## EXTRACT:
++++++++

I was grateful that my scholarships covered almost all of my tuition at the time, and Miami had a wonderful system in place where you could take your scholarships with you abroad. Without it, access to study abroad would have been nearly impossible. Next was room and board, which was the bulk of what I was paying to go to school. The two-year housing requirement at many residential campuses can create a great financial burden for low-income students, with room and board costing thousands more than what living off campus would entail. Planning ahead to where I could go a semester during my sophomore year allowed me to avoid the high room and board cost at Miami University. Finally was the locations and programs I chose. I chose third party organizations for both programs because many are substantially cheaper than university programs. Avoiding expensive locations in Europe and Oceania was also a must. With my semester in India specifically, the entire cost of the program ended up being cheaper than what I would’ve paid had I taken that semester at Miami. I saved a few thousand dollars in student loans by going abroad. 

While that was a great story to tell during my time as an ambassador afterward, I knew deep down that I was in no way the norm. I had gotten lucky with all of the circumstances that had led up to that point, and my story did not represent the masses of low-income and first generation students who didn’t have the energy to lose sleep planning for their sophomore year of college while still being in high school. When it comes to the accessibility of study abroad, I am a rare success story amongst a field that is still largely exclusive to middle class and wealthy students. It is the main driver for why I want to enter the field in the first place. I want International Education to be accessible for all.

 
Syd at the Taj Mahal

Virtual Exposure in a Virtualizing World

Now that you know about my story, it will be easier to understand how I’ve gotten here to work for a company like Learn International. Covid-19 has changed much of the way our world operates, and International Education is no exception. The pandemic had changed much of my plans for my graduate school experiences, but Learn International became a silver lining to that. The switch to virtual events and programming allowed me to attend the Lessons From Abroad conference, where I was able to be introduced to the company in the first place. Being a smaller company with many flexible and unique experiences was something I had found to be rare in the field. While many third party study abroad organizations had switched to virtual internships and programs, this was one of the only opportunities I found to work specifically in International Education as an intern.

++++++++

## PARTS OF THE EXERCISE:
a. Copy the study-abroad essay word for word between "While that was" and "accessible for all.", inclusive.
b. Pick up the study-abroad essay after its last sentence and continue writing it.

## DATASET EXCERPT:
++++++++

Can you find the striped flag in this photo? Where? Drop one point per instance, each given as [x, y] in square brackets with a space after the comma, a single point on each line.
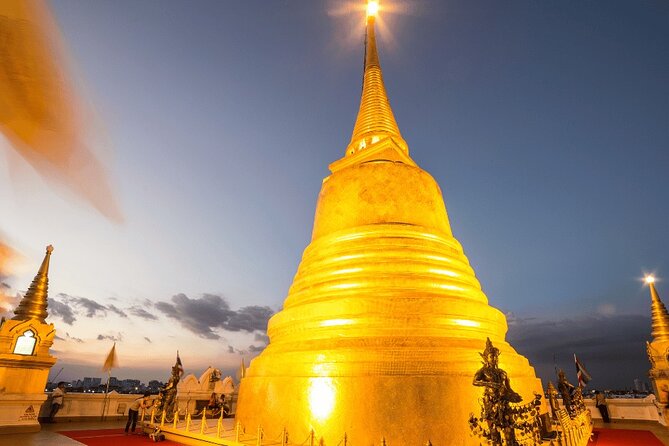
[581, 373]
[111, 361]
[179, 365]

++++++++

## TASK ANSWERS:
a.
While that was a great story to tell during my time as an ambassador afterward, I knew deep down that I was in no way the norm. I had gotten lucky with all of the circumstances that had led up to that point, and my story did not represent the masses of low-income and first generation students who didn’t have the energy to lose sleep planning for their sophomore year of college while still being in high school. When it comes to the accessibility of study abroad, I am a rare success story amongst a field that is still largely exclusive to middle class and wealthy students. It is the main driver for why I want to enter the field in the first place. I want International Education to be accessible for all.

b.
Most global internships up until this point were completely out of reach for me. The significant expense of interning abroad and without pay was something that I could never justify in my situation, no matter how much I wanted to. The virtual opportunity to intern with places abroad rarely existed before Covid, yet the options were everywhere now. They were also far more affordable than going abroad. 

Although virtual internships and other programs are still relatively new in the field, Covid has provided a weird catalyst for International Education to become more accessible. Affordability is one thing, but there are also the looming possibilities for what the world will be like post-Covid. The switch to remote work has proven to many that there are significant positives to virtualizing our employment, many of which I will discuss in future blog posts. The opportunity to engage in experiences remotely is not only more accessible for people, but it also provides skills that will become more and more in demand in the coming years. Language, customs, and workplace etiquette all translate differently into the virtual space than they would in person. Tasks are completed differently online than they would be in the real world. These are all skills that will be needed in the future as the post-Covid world begins to develop. All of these issues are things I will be talking about in this blog as a way to advocate for virtual opportunities. I hope that you all will enjoy the journey with me as I develop my own virtual skills in an intercultural context.